* [What the task requires] Repeat the listing that follows exactly, please.

* [Data provided]
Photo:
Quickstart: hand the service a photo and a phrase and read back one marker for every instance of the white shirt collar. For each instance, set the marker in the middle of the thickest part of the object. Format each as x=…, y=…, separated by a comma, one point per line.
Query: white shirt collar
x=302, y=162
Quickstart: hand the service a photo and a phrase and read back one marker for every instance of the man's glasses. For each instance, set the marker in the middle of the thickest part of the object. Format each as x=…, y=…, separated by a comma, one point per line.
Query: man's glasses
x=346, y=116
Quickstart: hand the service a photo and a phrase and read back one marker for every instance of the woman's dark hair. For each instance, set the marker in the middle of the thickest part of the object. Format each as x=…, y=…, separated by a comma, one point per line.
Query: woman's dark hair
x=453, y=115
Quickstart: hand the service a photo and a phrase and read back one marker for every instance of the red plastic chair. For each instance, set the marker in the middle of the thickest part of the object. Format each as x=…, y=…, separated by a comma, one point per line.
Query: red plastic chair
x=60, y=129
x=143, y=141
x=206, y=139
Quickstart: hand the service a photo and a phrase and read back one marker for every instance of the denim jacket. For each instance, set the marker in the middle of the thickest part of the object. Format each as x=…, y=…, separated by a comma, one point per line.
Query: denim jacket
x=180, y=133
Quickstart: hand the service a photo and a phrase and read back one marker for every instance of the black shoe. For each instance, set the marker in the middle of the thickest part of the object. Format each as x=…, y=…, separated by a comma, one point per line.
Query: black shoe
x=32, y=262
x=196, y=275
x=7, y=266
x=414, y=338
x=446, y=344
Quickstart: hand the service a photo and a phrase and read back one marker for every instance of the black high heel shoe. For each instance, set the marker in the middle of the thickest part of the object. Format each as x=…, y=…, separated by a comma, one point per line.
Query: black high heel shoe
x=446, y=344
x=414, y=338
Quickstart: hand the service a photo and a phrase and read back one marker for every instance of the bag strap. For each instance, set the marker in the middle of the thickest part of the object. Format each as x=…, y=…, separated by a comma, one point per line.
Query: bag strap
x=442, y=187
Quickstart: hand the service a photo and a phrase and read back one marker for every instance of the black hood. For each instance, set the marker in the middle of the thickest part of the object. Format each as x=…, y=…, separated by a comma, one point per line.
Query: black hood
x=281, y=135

* [Answer below]
Photo:
Quickstart: hand the service a photo and a phrase and read back one marker for every instance of the white shirt collar. For each instance, set the marker in the middle of the thickest part of the object. Format each as x=…, y=…, separated by a comma, one point per line.
Query: white shirt collar
x=302, y=162
Quickstart: hand the service a photo and a phrase and read back one marker for every instance of the man's glasses. For each instance, set the marker in the middle of the thickest part of the object. Format each as x=…, y=…, separated by a comma, one point per line.
Query: man's glasses
x=346, y=116
Quickstart: hand the service a photo and a phrase and read back one marker for every instance of the woman's dark hair. For each instance, set the marker in the middle of the thickest part of the object. Format each as x=…, y=…, separated by a comma, one point per line.
Query: woman's dark hair
x=453, y=115
Quickstart: hand the service a photo and a phrase and read back one marker for every instance of the red plastic chair. For each instance, set the marker in the middle of the thickest part of the object. Format each as x=…, y=…, separated by a comma, one point per line.
Query: red plastic chair
x=60, y=129
x=143, y=141
x=206, y=139
Quickstart: hand the service a photo and a phrase and read back one marker for every instance of the denim jacket. For each instance, set the marker in the middle of the thickest part of the object. Format each as x=…, y=…, separated by a comma, one point per line.
Query: denim jacket
x=180, y=133
Quickstart: hand the service a photo and a phrase and read back one marker for every instance of the black shoe. For each instance, set the marker in the middle of the thickest part of the object. Format each as x=…, y=…, separated by a comma, one point per line.
Query: black shoe
x=32, y=262
x=196, y=275
x=7, y=266
x=414, y=338
x=446, y=344
Quickstart: hand the service a photo and a phrase and read back one marker for every instance of the black high heel shoe. For each instance, set the marker in the middle of the thickest part of the object. Format each as x=…, y=…, separated by a comma, one point per line.
Query: black high heel shoe
x=446, y=344
x=414, y=338
Quickstart: hand the service a photo and a phrase and read back one marker for every instance of the bag strap. For each instance, set the marker in the middle of the thickest part of the object. Format each as x=…, y=…, separated by a comma, one point per line.
Query: bag strap
x=442, y=187
Quickstart: hand the service a photo and a phrase and read back one marker for every instance of the black hood. For each instance, set the marker in the middle of the thickest part of the object. Format each as x=…, y=…, separated by a comma, one point per line.
Query: black hood
x=281, y=135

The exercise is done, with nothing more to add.